WHAT THIS TASK INVOLVES = Extract the records below verbatim, reproducing every line character for character.

==== INFORMATION SUPPLIED

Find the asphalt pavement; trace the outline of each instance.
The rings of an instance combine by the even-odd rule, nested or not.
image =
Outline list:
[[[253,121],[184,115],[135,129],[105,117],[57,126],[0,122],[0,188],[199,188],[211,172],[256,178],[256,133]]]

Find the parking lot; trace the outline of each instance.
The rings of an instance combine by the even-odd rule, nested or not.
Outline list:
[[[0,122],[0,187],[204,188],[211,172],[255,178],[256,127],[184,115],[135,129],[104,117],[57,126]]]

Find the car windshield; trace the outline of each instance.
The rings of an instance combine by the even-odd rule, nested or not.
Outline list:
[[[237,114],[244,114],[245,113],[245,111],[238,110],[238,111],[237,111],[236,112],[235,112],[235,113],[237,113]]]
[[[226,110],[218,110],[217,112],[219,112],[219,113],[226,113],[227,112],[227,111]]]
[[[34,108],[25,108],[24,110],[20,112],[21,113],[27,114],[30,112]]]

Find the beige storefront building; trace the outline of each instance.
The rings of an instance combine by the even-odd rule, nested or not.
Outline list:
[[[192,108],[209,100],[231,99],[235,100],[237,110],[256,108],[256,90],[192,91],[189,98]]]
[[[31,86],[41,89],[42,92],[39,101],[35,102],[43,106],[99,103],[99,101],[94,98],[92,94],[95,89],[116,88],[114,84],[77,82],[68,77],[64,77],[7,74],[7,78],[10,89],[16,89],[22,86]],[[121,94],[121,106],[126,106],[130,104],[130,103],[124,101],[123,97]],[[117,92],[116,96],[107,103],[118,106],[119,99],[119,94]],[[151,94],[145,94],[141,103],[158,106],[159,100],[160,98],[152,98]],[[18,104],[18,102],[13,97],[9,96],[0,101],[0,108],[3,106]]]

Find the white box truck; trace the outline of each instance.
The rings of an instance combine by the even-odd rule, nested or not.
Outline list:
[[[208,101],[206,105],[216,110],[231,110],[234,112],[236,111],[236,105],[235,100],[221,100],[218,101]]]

========

CORRECT RESPONSE =
Find the asphalt pavement; trace the outline of each instance.
The rings of an instance combine by the even-odd rule, nested or not.
image =
Outline list:
[[[253,121],[184,115],[135,129],[105,117],[57,126],[0,122],[0,188],[199,188],[211,172],[256,178],[256,133]]]

Find the parking lot; trace the outline of each instance.
The rings of an instance combine by the even-odd rule, nested or not.
Outline list:
[[[0,122],[0,187],[204,188],[211,172],[255,178],[256,127],[184,115],[135,129],[104,117],[57,126]]]

Find the car windshield; trace the outline of each instance.
The rings of an instance combine by the even-odd rule, nested or not.
Outline list:
[[[237,114],[244,114],[245,113],[245,111],[238,110],[238,111],[237,111],[236,112],[235,112],[235,113],[237,113]]]
[[[226,110],[218,110],[217,112],[219,112],[219,113],[226,113],[227,112],[227,111]]]
[[[34,108],[25,108],[24,110],[20,112],[21,113],[27,114],[30,112]]]

Find the beige storefront building; trace the outline of each instance.
The rings of an instance combine by the even-odd rule, nested or not.
Outline list:
[[[192,108],[209,100],[231,99],[235,100],[237,110],[256,108],[256,90],[192,91],[189,98]]]
[[[31,86],[41,89],[42,92],[39,101],[35,102],[43,106],[99,103],[99,101],[94,98],[92,94],[95,89],[116,88],[114,84],[77,82],[68,77],[64,77],[7,74],[7,78],[10,89],[16,89],[22,86]],[[121,94],[121,106],[126,106],[130,104],[130,103],[124,101],[123,97]],[[117,92],[116,96],[107,103],[118,106],[119,99],[119,94]],[[151,94],[145,94],[141,103],[158,106],[159,100],[160,98],[152,98]],[[18,104],[18,102],[13,97],[9,96],[0,101],[0,108],[3,106]]]

Find the white box truck; trace the outline of each instance.
The rings of an instance combine by the even-odd rule, nested or not.
Outline list:
[[[208,101],[206,105],[216,110],[231,110],[234,112],[236,111],[236,105],[235,100],[221,100],[218,101]]]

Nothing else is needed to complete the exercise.